**What the task asks:**
Can you retype only the lines from the one with "baby monkey in this photo." through the final line of the material, exactly as given?

>> BEGIN Extracted entries

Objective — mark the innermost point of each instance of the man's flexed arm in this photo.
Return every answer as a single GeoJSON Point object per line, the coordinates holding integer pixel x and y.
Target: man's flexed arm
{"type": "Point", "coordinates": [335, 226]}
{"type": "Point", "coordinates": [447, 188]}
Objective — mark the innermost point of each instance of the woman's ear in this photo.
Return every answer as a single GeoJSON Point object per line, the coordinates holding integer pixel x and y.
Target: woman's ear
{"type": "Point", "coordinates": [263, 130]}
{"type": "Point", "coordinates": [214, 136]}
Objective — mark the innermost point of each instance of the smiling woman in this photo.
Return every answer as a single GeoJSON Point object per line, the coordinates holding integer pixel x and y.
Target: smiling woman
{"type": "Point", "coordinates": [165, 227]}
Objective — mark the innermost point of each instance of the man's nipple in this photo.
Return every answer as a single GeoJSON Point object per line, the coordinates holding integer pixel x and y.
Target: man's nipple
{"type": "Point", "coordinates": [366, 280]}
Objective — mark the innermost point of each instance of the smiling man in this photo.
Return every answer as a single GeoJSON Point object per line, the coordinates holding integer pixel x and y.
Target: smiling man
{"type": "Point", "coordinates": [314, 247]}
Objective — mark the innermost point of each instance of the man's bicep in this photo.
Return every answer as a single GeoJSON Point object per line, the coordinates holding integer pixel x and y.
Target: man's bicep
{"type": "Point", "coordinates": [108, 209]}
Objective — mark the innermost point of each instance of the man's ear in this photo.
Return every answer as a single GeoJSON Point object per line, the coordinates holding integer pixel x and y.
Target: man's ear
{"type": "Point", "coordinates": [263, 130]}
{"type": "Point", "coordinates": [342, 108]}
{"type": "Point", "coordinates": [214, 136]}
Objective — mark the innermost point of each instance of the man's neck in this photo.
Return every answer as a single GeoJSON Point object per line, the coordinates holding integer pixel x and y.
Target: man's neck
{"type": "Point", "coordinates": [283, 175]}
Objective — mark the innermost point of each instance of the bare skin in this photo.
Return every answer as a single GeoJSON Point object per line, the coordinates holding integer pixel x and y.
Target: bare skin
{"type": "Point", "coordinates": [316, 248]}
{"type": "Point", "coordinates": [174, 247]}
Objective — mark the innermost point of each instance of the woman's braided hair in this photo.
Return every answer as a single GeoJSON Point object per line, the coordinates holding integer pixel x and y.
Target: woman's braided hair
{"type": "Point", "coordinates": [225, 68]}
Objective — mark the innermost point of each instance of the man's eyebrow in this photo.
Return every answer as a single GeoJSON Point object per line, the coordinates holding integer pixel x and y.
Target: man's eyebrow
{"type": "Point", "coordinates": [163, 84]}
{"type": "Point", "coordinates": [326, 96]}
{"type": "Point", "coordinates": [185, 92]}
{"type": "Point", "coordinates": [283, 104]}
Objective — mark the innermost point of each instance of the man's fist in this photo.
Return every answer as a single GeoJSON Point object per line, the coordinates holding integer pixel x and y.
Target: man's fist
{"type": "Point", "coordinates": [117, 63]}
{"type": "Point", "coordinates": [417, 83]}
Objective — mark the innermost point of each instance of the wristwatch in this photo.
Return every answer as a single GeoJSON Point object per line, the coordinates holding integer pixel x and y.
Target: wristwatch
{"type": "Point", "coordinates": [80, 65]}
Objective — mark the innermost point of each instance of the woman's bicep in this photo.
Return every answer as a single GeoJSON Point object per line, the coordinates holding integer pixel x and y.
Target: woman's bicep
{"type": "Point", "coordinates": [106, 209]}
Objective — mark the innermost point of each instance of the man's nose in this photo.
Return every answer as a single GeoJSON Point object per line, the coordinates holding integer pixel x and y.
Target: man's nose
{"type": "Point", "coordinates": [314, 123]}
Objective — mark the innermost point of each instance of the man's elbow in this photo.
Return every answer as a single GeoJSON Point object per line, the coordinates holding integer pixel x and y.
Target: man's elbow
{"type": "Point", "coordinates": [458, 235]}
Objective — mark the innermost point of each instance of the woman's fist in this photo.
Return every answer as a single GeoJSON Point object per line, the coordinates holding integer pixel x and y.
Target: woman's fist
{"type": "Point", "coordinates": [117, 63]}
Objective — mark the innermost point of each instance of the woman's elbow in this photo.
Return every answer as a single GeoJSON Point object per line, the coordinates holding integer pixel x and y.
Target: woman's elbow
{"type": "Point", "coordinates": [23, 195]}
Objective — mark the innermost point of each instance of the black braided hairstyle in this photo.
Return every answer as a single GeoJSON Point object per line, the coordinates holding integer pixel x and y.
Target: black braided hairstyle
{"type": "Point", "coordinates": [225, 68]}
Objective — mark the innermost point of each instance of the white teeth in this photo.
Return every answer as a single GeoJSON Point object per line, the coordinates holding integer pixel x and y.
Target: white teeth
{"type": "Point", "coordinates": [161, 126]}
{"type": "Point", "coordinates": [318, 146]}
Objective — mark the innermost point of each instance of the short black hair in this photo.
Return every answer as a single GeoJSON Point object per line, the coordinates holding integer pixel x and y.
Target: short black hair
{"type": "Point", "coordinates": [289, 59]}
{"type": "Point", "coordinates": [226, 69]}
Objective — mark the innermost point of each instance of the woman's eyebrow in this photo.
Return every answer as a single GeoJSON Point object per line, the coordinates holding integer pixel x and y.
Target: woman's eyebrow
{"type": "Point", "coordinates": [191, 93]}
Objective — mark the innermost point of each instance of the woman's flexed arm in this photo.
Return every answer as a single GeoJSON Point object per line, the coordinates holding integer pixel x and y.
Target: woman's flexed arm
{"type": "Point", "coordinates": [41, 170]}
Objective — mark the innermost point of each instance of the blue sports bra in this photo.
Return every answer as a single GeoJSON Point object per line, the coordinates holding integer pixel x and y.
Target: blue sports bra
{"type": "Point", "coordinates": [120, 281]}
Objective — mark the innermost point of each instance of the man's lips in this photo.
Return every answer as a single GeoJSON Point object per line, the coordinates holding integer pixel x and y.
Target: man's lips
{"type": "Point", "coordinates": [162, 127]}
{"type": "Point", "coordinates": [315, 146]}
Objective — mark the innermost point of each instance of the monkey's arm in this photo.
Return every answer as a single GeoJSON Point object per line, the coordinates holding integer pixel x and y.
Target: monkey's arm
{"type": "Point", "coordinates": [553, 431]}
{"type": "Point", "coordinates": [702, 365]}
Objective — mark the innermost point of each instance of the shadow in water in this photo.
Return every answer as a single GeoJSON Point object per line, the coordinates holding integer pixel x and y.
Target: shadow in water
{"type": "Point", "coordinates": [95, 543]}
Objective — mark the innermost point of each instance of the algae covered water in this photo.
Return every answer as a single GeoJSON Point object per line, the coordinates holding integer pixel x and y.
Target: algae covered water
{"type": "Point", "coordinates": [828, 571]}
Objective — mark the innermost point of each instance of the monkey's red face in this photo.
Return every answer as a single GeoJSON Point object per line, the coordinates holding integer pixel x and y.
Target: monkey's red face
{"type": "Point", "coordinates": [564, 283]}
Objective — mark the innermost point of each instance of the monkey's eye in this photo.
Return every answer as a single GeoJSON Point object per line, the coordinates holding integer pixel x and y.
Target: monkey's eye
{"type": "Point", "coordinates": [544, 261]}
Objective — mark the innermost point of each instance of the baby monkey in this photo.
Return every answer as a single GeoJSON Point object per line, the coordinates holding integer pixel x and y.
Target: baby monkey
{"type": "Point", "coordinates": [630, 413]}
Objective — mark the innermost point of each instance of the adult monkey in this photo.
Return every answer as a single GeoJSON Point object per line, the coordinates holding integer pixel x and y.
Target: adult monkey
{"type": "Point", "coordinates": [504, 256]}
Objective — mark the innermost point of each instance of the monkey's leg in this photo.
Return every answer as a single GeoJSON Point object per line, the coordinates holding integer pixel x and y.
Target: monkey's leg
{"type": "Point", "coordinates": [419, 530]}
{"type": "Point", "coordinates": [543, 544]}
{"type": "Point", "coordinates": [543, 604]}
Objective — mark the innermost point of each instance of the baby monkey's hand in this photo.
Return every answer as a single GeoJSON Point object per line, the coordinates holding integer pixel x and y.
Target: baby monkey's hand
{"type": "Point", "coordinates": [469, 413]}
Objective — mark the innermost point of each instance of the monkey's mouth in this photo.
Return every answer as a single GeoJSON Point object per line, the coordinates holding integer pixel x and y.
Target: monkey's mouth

>> END Extracted entries

**Worked answer:**
Objective — mark the innermost point of each instance of the baby monkey in this photo.
Return every answer as a single GeoJSON Point object per line, the coordinates holding integer pixel x and y.
Target: baby monkey
{"type": "Point", "coordinates": [630, 413]}
Objective — mark the innermost point of each instance of the adult monkey in this photo.
Return every answer as a single GeoJSON Point object per line, the coordinates holding integer pixel x and y.
Target: adult monkey
{"type": "Point", "coordinates": [504, 256]}
Objective — mark the innermost point of each instance of the monkey's leg in this photo.
Return every answer as a single GeoJSON Point object per line, the coordinates holding integer pixel x and y.
Target: monkey's leg
{"type": "Point", "coordinates": [419, 530]}
{"type": "Point", "coordinates": [543, 544]}
{"type": "Point", "coordinates": [543, 604]}
Objective — mark the innermost point of each instance of the baby monkey's hand in this photo.
Return every answer as a single GeoJSON Point object per line, the coordinates holding integer pixel x and y.
Target: baby monkey's hand
{"type": "Point", "coordinates": [469, 413]}
Objective — mark the innermost point of each instance of the monkey's mouth in this photo.
Return every answer as a single GeoJSON Point object per line, the coordinates holding integer pixel x and y.
Target: monkey's mouth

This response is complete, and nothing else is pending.